_What to produce_. Convert the records, starting at the first line and ending with the line containing "pixel 89 82", into a Markdown table with the columns Row and Line, one row per line, leaving out blank lines and the pictures.

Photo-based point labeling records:
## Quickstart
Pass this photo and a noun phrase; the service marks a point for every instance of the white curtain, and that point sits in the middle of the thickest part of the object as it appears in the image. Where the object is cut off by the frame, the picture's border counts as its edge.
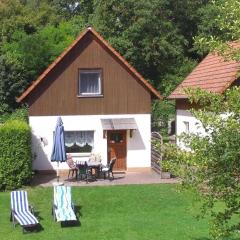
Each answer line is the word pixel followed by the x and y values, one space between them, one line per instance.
pixel 80 138
pixel 89 82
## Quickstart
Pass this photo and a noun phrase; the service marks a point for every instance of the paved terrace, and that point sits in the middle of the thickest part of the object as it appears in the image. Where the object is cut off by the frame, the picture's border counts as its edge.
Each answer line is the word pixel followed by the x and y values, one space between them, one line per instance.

_Response to the task_.
| Row | Line |
|---|---|
| 1 | ## Quickstart |
| 2 | Pass this photo and a noun phrase; the service marks a point for every instance of the white curtain, and that point sits in the middle of the thickest part of the object as it appears in the image. Where the object is cut off by the frame, the picture's border counts as its edge. |
| 3 | Each answer line is the word pixel followed by the x and y values, one space between them, one line per instance. |
| 4 | pixel 80 138 |
| 5 | pixel 89 82 |